→ TASK GOAL: Could you set down exactly the lines that start at the one containing "Practice task. Find the door" and end at the final line of the material below?

→ AVAILABLE DATA:
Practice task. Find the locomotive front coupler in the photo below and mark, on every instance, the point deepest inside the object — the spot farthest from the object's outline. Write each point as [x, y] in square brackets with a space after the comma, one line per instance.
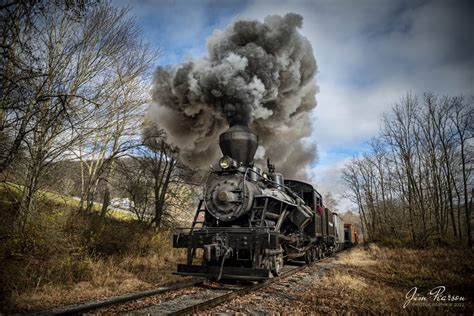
[217, 249]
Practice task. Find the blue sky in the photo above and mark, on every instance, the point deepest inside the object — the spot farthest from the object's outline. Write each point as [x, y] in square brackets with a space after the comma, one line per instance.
[369, 54]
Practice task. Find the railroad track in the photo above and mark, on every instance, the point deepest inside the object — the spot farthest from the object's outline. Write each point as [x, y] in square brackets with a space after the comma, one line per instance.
[179, 299]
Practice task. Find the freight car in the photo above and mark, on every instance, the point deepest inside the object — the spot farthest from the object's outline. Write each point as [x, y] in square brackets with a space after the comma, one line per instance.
[249, 222]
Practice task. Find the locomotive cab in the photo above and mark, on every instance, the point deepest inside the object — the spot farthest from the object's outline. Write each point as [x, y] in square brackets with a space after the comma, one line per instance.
[249, 222]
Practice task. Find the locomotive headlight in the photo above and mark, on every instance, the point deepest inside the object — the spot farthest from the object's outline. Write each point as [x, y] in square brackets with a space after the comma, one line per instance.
[225, 162]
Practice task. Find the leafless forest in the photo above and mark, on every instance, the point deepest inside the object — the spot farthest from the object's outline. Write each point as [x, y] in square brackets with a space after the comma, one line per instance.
[415, 182]
[74, 136]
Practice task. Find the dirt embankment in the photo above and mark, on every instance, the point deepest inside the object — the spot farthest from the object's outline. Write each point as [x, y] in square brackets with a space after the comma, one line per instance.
[372, 280]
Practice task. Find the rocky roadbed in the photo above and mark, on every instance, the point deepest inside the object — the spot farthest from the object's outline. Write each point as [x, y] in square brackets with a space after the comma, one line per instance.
[283, 297]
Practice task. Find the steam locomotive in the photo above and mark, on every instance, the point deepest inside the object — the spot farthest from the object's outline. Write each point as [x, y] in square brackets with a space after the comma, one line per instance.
[249, 222]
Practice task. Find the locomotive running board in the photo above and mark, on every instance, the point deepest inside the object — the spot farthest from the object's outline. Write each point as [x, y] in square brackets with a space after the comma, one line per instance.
[212, 272]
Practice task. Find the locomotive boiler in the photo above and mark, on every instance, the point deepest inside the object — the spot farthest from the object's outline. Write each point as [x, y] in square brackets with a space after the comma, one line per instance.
[250, 221]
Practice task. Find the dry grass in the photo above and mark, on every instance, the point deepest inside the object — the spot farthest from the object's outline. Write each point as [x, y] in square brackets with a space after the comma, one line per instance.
[102, 278]
[376, 281]
[61, 258]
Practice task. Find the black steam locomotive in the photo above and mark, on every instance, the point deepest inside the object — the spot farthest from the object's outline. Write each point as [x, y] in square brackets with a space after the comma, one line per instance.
[249, 222]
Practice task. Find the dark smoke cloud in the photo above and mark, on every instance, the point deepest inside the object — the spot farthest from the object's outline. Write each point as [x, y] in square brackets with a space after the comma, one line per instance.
[261, 74]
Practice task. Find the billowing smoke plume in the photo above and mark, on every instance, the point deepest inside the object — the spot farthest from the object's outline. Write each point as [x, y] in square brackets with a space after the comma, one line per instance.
[260, 74]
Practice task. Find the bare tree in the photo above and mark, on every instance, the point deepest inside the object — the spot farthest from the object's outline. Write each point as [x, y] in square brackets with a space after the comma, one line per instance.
[416, 173]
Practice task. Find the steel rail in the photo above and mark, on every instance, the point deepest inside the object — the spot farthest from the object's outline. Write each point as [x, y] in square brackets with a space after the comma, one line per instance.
[229, 296]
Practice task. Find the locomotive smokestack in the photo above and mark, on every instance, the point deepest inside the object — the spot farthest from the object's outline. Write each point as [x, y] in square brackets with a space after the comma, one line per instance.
[239, 143]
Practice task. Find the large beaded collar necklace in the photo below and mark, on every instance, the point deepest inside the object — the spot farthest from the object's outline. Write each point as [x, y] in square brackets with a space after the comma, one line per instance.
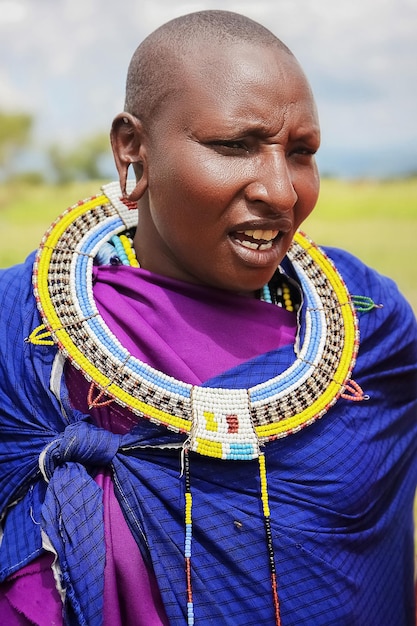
[325, 353]
[222, 423]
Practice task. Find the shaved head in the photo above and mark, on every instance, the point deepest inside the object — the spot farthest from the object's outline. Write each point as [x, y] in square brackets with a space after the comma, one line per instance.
[155, 69]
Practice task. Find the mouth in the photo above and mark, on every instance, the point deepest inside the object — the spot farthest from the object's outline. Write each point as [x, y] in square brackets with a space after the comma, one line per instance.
[257, 239]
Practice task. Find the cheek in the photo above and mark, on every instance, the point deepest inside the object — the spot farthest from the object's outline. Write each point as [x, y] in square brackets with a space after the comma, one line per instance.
[307, 187]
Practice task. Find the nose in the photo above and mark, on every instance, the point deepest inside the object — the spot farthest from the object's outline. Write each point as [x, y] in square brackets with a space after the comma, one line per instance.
[272, 183]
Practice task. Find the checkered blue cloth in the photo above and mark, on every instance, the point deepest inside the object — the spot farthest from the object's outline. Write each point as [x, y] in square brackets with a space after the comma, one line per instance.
[341, 491]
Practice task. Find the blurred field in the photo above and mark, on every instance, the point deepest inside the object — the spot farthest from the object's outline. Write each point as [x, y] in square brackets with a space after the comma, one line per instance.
[376, 220]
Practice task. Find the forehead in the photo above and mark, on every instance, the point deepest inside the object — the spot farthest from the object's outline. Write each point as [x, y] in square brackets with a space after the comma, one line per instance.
[241, 83]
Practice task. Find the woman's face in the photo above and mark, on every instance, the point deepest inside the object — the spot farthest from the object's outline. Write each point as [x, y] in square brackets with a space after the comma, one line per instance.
[231, 172]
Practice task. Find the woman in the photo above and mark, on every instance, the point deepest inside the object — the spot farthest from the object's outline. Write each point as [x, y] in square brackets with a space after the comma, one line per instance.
[204, 455]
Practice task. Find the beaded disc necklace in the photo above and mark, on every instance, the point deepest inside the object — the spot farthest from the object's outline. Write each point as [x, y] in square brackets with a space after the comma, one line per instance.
[280, 406]
[229, 424]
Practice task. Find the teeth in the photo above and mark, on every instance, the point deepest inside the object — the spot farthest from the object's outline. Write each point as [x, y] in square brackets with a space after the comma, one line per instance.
[266, 235]
[249, 244]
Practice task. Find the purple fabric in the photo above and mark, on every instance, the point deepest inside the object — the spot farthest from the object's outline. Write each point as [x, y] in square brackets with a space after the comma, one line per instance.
[191, 332]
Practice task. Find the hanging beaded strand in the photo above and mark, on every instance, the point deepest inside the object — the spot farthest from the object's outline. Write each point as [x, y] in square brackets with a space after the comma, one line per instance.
[269, 540]
[188, 538]
[124, 250]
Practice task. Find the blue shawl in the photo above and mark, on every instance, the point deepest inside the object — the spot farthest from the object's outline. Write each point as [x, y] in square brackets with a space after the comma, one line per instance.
[341, 490]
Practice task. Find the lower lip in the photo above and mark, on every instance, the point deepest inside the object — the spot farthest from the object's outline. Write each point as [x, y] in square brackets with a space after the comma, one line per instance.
[259, 258]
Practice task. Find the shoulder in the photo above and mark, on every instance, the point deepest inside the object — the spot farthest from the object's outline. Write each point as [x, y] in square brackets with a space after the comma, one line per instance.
[388, 331]
[16, 296]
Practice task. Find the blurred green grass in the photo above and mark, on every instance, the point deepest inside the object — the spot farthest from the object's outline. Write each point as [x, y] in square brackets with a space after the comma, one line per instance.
[376, 220]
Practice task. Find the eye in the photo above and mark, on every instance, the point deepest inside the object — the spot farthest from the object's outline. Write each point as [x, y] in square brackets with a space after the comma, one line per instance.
[229, 146]
[303, 154]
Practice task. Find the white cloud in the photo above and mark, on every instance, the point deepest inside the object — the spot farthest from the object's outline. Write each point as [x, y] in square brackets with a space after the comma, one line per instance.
[66, 60]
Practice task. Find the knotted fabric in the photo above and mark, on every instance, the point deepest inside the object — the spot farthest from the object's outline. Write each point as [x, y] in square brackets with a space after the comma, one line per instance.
[74, 498]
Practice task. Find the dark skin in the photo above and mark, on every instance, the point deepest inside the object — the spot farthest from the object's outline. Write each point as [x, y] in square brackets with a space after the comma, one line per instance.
[226, 171]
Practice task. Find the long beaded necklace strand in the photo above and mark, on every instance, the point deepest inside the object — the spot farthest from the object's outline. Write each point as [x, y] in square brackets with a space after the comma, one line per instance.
[220, 423]
[125, 255]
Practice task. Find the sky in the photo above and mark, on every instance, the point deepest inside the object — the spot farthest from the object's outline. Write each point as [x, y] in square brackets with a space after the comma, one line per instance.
[65, 62]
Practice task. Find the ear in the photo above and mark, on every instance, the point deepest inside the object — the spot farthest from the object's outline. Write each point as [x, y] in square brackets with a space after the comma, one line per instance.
[127, 141]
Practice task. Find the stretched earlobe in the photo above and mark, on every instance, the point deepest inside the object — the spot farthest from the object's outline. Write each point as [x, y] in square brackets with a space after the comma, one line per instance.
[128, 148]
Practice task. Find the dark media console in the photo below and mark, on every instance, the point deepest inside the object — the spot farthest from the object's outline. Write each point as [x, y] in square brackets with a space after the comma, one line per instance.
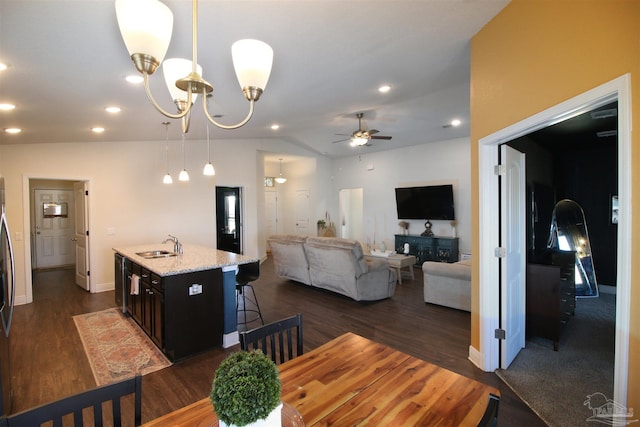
[431, 248]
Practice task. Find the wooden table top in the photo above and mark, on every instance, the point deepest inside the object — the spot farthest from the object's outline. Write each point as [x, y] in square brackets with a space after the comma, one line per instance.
[352, 381]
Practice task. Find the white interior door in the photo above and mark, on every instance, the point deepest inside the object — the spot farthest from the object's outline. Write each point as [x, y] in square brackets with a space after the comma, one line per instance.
[54, 228]
[81, 235]
[271, 212]
[302, 212]
[513, 266]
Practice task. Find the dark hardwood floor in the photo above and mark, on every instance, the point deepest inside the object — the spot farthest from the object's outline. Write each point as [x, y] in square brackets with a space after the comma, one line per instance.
[48, 361]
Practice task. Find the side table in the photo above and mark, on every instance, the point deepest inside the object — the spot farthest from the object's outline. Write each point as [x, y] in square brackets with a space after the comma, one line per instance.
[398, 262]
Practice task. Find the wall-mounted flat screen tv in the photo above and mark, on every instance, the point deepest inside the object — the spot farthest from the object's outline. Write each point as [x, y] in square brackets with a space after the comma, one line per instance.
[429, 202]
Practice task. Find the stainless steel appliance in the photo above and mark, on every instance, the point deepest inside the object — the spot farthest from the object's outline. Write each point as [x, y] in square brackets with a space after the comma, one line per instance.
[7, 294]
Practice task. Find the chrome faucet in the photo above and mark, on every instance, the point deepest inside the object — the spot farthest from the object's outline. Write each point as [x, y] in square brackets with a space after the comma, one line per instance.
[177, 246]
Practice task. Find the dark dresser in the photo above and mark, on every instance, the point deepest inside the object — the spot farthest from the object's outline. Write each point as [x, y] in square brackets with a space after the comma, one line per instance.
[551, 295]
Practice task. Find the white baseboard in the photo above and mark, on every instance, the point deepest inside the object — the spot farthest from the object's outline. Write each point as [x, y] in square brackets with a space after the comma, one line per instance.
[476, 357]
[103, 287]
[607, 289]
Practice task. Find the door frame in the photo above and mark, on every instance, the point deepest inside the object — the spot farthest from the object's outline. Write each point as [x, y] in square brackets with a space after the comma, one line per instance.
[487, 356]
[26, 206]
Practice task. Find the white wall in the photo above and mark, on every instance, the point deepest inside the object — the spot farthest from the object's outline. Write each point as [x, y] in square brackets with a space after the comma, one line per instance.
[445, 162]
[127, 194]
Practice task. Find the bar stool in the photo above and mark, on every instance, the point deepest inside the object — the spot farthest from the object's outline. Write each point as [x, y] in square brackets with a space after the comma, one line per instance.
[247, 273]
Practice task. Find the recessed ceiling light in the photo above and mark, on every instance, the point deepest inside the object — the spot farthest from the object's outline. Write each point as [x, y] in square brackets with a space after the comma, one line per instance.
[134, 79]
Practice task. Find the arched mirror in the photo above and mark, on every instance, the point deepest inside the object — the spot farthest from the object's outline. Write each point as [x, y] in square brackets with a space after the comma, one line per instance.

→ ANSWER SPACE:
Practice task. Find the door frame in the photo above and mark, on every instance, the point deepest inside the object — the spot farthest from the object's outline. Write each point as [x, y] in square brackets with a space after the comma, one line per instance.
[487, 356]
[26, 206]
Practice task. Find the white wall in the photo above and mark, on every instance, the point deepest inside the object — the spot farthest from the object's outline. Write each point as [x, y] in square brackets with a space after the comma, one line per instance.
[445, 162]
[127, 194]
Practice task. Find the bar stool in the photo above and mark, on every instance, the point deepest inside the object — the spot farthest from the object's outline. Write each point as [x, y] in square brackets with a space after the comma, one line per instance.
[247, 273]
Practice task. Find the recessed ceiling light in the photo above and mark, on every instance, the point deepest inside the object — the spot farthest from the object's outline. Write each point as [x, y] in square brackets with a space after the comma, one line per instance.
[134, 79]
Practice task. Find the arched mirror in the photo above and mark, on every instance, the point deepest inside the object — the spot farthest from the object's outline. Write each point as [x, y] in square brackets with a space after the comma, one line per instance.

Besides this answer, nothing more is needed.